_Supplied information:_
□ □ □ □ □
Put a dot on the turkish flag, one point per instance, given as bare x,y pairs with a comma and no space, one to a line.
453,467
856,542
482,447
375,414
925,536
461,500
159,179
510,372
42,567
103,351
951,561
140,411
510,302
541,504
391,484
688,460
□ □ □ □ □
_Problem description:_
Line by line, return the whole listing without a single difference.

_Response to this exercise:_
Put a dot on the turkish flag, one point per instance, given as bare x,y pairs with a comma and no space, one to a line.
453,467
856,542
482,447
375,414
925,536
461,500
159,179
510,372
42,567
103,351
951,561
140,411
510,302
541,504
391,484
688,460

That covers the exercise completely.